→ **WHAT YOU SHOULD DO**: Express the material as a JSON list of strings, one string per line, starting at its first line and stopping after the line that contains "519,659,1024,768". Omit blank lines and leave the pictures out.

→ **Rows from a dataset**:
* * *

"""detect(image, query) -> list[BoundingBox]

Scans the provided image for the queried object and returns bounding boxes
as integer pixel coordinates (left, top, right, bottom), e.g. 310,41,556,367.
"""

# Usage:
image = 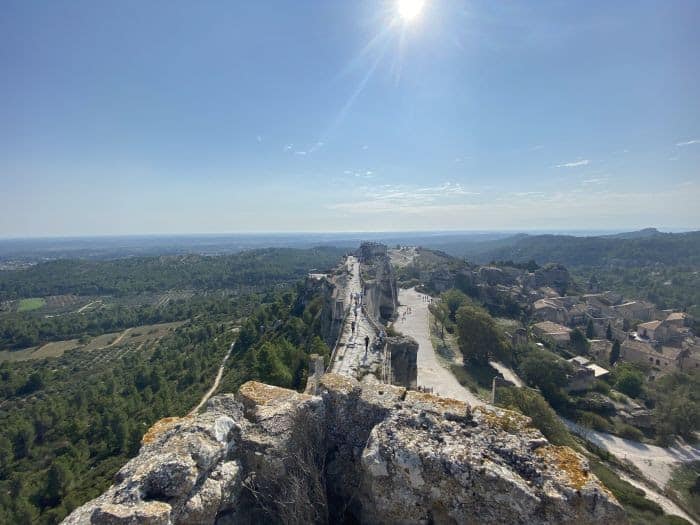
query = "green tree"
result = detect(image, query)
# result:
456,304,507,364
428,302,450,339
615,368,644,397
520,350,571,408
44,458,73,507
569,328,591,355
610,341,620,365
440,288,470,322
0,436,14,479
586,319,595,339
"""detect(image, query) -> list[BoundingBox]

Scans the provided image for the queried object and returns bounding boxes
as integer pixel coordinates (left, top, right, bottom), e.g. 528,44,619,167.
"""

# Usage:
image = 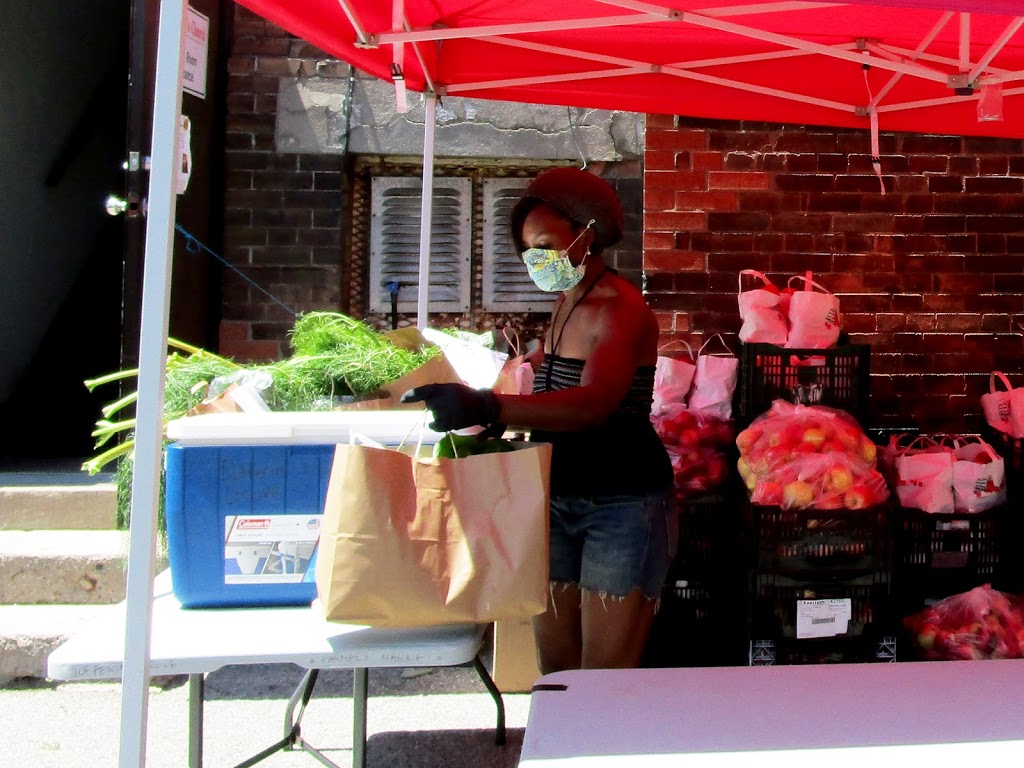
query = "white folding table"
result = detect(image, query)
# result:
47,571,505,768
519,659,1024,768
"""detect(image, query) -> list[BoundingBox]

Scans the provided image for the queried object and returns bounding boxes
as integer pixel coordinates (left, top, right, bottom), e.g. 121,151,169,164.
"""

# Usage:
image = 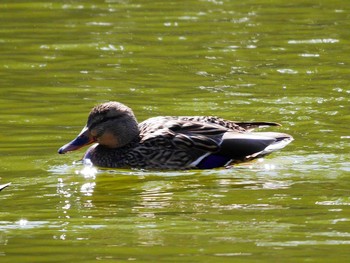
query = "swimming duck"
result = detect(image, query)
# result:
58,102,293,169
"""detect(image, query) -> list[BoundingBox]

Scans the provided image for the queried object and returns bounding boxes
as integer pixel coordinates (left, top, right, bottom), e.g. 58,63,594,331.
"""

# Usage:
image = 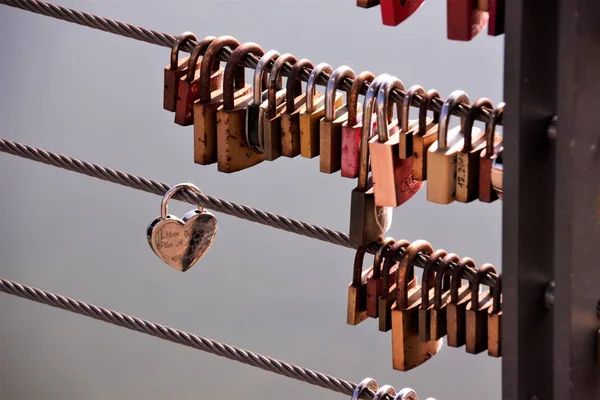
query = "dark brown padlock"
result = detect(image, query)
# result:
430,253,460,340
446,257,476,347
163,32,197,112
488,274,502,357
217,42,264,173
175,36,223,126
466,264,496,354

* * *

→ **SOLUTION BELOW**:
[
  "\"\"\"detect(image, query) -> list[BoundingBox]",
  "Scans the provided image for the queried object and returns bounding boxes",
  "as integer pixel coordinates (left, top, right, bottom), e.g. 310,41,556,367.",
  "\"\"\"",
  "# Usage:",
  "image = ",
  "query = \"green tree\"",
  "result = detect(image, query)",
  "# result:",
  "456,304,507,364",
  "428,302,450,339",
  "615,368,644,397",
  "520,350,571,408",
  "44,458,73,507",
  "569,328,591,355",
  "610,341,620,365",
  "440,288,470,322",
  "0,436,14,479",
  "586,319,595,339",
  "\"\"\"detect(image, query) -> list[BoundingBox]",
  "Scans the provided image for the queried object and returns bounding boxes",
  "as integer pixel coordinates (left, top, right, bottom), e.g. 528,44,619,167.",
  "\"\"\"",
  "# Usage:",
  "image = ",
  "query = \"white folding table\"",
  "result = detect(image, query)",
  "# result:",
  "47,571,505,768",
  "519,659,1024,768"
]